◆ Assignment ◆
With the records below as your source, retype each line exactly from the top down to the line that contains "like (355, 198).", and include that line.

◆ Listed records ◆
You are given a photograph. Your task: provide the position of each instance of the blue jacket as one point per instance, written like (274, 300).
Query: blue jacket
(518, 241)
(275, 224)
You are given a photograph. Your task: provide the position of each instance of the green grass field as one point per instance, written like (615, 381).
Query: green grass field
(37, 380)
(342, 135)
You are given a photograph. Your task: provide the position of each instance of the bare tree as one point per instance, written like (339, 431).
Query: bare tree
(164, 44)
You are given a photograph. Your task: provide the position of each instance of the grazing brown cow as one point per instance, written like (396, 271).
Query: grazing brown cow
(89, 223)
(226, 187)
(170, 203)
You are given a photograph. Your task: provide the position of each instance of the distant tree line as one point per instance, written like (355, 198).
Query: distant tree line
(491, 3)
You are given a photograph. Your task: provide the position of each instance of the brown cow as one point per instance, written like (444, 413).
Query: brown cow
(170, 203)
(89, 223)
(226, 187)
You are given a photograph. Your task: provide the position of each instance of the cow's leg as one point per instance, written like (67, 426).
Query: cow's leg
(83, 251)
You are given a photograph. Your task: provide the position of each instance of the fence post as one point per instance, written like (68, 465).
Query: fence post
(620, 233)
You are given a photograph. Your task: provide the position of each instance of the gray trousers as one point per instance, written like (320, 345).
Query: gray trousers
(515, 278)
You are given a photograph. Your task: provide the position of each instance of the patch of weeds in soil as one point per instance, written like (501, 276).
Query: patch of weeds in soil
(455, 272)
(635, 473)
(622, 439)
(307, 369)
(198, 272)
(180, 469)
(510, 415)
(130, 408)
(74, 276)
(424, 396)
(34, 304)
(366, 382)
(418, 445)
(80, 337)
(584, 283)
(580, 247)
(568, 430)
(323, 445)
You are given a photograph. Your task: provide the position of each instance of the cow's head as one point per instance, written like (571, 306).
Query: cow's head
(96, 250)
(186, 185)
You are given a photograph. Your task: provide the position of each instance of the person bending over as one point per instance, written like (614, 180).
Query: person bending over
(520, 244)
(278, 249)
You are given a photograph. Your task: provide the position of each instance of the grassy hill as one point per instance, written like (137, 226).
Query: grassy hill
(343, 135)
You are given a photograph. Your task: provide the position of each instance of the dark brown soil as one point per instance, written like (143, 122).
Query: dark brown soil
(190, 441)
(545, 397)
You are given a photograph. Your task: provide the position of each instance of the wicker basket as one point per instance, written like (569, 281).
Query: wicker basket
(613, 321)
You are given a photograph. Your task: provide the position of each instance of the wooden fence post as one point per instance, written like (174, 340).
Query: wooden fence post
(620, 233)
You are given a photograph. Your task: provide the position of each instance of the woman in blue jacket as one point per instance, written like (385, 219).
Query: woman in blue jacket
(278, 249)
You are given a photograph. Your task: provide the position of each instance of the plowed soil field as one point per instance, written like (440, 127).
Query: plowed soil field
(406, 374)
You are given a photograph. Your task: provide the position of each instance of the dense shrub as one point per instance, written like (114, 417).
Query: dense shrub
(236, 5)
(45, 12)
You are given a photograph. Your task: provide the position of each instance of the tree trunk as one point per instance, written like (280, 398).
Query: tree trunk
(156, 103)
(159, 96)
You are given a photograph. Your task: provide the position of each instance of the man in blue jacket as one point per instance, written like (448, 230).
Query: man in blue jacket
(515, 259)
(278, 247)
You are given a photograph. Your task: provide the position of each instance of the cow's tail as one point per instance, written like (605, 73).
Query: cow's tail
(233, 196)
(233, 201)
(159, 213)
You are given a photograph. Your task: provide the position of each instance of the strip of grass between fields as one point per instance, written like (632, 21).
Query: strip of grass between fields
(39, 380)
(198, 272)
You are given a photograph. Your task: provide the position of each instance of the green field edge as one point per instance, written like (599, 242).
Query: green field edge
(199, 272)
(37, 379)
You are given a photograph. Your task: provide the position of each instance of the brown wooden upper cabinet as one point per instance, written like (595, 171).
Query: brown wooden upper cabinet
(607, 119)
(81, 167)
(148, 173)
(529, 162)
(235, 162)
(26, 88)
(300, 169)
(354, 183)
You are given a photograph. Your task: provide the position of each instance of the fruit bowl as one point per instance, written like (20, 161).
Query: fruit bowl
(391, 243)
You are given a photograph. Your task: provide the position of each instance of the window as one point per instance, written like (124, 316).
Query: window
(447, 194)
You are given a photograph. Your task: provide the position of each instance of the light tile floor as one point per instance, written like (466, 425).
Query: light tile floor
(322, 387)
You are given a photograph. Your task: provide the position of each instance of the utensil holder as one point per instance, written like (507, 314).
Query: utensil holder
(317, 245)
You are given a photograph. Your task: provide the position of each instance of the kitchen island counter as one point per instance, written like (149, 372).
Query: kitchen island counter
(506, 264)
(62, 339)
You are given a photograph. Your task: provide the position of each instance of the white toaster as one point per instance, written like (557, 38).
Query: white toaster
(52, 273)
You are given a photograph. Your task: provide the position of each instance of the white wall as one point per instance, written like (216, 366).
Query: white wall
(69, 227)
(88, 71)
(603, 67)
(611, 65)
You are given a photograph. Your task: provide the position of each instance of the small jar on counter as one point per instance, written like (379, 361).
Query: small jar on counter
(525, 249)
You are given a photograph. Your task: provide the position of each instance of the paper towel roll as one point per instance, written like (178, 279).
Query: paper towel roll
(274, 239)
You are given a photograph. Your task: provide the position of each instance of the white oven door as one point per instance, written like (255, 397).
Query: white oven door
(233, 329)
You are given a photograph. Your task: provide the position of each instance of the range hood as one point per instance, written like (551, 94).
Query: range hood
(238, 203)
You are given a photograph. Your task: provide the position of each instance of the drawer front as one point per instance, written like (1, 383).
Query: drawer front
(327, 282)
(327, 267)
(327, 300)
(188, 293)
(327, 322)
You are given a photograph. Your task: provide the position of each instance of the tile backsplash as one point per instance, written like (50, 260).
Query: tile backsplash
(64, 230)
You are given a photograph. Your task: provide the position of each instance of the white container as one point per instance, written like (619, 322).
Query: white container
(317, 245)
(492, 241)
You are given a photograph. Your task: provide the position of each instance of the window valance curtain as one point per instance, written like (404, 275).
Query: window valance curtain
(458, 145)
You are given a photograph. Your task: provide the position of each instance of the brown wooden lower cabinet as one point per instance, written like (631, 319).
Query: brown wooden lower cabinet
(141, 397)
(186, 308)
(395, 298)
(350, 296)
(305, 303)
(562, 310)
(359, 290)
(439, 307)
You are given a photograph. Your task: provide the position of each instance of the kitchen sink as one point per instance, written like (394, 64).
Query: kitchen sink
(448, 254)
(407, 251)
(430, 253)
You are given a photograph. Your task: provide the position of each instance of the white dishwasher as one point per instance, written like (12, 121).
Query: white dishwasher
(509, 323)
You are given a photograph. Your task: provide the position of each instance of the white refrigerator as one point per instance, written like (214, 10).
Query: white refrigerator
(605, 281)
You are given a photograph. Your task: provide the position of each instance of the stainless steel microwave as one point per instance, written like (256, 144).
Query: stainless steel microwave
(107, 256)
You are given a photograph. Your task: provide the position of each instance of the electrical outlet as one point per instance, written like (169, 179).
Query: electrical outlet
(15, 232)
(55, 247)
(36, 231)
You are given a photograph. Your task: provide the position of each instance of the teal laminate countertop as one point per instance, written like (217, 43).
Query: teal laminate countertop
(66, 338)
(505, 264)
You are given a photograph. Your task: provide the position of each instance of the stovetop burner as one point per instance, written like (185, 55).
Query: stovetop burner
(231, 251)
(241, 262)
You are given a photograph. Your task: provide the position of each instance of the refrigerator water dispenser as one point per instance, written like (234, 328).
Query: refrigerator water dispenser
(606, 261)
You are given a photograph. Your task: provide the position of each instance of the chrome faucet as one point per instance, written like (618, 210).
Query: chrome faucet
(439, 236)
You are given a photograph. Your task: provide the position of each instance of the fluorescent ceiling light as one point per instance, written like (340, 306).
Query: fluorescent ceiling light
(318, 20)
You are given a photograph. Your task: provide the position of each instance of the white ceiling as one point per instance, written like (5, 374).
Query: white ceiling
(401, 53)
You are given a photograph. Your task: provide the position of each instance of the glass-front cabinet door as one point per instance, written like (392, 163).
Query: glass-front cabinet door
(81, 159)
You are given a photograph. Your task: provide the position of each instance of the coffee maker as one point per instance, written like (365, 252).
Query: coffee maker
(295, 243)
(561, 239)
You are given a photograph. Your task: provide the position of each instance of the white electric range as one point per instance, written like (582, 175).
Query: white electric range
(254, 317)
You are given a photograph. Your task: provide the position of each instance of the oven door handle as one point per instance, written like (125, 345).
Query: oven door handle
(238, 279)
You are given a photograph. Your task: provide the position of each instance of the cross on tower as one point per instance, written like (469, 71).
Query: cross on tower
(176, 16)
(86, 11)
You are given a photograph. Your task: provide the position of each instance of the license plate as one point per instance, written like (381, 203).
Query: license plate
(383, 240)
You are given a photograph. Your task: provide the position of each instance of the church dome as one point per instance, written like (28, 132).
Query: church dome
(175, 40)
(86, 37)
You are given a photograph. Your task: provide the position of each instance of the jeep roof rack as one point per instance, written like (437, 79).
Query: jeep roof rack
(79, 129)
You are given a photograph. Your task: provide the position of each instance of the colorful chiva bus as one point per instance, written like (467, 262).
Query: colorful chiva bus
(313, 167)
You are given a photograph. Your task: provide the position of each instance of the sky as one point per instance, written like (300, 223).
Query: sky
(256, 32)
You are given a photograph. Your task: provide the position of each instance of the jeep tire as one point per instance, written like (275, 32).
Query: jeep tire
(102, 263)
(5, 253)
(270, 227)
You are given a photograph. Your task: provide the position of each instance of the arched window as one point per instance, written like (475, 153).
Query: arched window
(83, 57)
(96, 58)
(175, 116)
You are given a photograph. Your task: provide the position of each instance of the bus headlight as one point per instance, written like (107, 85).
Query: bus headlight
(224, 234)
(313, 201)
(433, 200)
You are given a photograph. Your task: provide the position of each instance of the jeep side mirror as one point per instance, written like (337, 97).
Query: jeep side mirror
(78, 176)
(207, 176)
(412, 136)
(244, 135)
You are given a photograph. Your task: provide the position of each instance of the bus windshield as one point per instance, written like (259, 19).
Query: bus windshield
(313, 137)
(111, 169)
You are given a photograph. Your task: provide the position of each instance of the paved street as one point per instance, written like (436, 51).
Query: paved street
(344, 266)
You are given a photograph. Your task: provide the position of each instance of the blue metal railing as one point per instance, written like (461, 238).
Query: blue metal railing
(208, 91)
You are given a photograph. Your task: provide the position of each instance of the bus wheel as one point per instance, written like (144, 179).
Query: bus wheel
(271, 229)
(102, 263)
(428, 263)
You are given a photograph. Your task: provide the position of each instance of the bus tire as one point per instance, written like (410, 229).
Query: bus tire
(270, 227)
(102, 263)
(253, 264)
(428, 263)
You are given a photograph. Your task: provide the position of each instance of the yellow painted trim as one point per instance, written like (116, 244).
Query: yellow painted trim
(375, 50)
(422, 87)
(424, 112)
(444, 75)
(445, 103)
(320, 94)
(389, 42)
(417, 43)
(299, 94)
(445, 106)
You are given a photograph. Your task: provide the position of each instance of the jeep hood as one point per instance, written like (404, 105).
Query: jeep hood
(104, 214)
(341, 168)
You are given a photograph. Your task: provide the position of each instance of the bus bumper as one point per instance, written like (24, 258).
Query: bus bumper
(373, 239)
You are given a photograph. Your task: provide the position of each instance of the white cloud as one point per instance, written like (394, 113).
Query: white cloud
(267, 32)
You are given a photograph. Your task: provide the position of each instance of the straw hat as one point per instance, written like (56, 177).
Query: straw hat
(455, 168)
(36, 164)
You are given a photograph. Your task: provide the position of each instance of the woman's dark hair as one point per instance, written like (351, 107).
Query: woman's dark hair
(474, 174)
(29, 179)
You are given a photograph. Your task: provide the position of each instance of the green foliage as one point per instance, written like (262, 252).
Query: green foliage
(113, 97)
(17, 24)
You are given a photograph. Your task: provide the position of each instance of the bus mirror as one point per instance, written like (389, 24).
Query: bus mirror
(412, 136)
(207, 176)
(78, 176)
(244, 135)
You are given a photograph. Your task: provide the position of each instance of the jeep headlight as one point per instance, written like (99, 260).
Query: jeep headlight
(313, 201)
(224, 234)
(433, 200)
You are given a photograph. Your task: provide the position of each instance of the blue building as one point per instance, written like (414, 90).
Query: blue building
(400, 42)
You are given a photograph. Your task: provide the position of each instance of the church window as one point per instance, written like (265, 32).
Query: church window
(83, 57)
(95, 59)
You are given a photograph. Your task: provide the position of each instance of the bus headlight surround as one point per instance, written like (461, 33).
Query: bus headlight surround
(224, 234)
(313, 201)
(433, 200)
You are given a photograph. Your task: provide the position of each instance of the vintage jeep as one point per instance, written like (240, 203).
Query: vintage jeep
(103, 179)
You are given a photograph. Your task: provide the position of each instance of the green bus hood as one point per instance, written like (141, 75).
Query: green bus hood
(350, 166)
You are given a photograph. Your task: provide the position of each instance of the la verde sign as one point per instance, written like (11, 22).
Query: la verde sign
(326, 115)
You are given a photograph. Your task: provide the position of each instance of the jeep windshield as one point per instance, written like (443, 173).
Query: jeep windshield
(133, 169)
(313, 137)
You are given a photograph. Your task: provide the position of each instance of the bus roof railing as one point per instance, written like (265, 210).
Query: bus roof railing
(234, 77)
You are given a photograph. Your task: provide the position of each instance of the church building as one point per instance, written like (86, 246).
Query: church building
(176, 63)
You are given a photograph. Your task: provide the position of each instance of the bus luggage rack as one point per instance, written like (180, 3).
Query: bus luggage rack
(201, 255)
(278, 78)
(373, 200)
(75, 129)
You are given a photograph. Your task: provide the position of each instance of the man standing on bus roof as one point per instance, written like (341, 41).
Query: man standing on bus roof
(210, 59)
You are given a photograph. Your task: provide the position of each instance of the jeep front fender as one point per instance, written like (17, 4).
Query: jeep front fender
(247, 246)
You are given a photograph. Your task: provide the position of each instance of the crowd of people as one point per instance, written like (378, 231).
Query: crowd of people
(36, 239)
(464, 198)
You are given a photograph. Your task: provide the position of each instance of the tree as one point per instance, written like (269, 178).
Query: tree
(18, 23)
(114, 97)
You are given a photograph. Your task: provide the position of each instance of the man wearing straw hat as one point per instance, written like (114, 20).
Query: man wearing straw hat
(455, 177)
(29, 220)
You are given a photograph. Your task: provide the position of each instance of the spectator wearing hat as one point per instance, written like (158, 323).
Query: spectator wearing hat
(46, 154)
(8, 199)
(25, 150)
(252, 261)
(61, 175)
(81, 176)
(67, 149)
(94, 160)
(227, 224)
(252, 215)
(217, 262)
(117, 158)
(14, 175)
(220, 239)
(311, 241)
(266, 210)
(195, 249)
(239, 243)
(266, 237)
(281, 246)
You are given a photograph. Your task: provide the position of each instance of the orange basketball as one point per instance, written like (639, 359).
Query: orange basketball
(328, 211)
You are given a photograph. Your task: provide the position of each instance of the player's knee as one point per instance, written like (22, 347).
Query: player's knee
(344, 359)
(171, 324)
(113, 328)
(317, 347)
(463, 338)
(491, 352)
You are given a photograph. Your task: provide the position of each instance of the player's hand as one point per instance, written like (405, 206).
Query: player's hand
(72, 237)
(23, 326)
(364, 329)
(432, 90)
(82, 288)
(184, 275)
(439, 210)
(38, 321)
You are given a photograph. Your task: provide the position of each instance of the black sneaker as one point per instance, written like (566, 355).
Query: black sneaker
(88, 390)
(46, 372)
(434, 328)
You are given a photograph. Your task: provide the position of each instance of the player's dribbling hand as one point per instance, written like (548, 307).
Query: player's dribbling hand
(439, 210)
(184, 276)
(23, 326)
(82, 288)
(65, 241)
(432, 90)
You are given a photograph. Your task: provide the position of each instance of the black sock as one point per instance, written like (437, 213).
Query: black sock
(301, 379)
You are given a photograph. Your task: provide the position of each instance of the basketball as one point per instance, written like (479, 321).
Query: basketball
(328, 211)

◆ Response to this task ◆
You are given a photograph. Your task: provide the position of each instance of the blue jacket as one point per instance, written like (274, 300).
Query: blue jacket
(518, 241)
(275, 224)
You are given a photograph. Your task: provide the position of each instance of the green grass field as one point per instance, written like (615, 381).
Query: green grass field
(37, 380)
(342, 135)
You are given a photograph. Your task: provide the position of each instance of the bare tree as one point per instance, written like (339, 431).
Query: bare tree
(164, 44)
You are given a photograph. Your task: provide the position of each instance of the grazing brown cow as one point per instance, written like (396, 271).
Query: grazing brown cow
(89, 223)
(226, 187)
(170, 203)
You are given a photograph. Your task: provide the position of each instance of the distant tree line as one point per instance, written like (355, 198).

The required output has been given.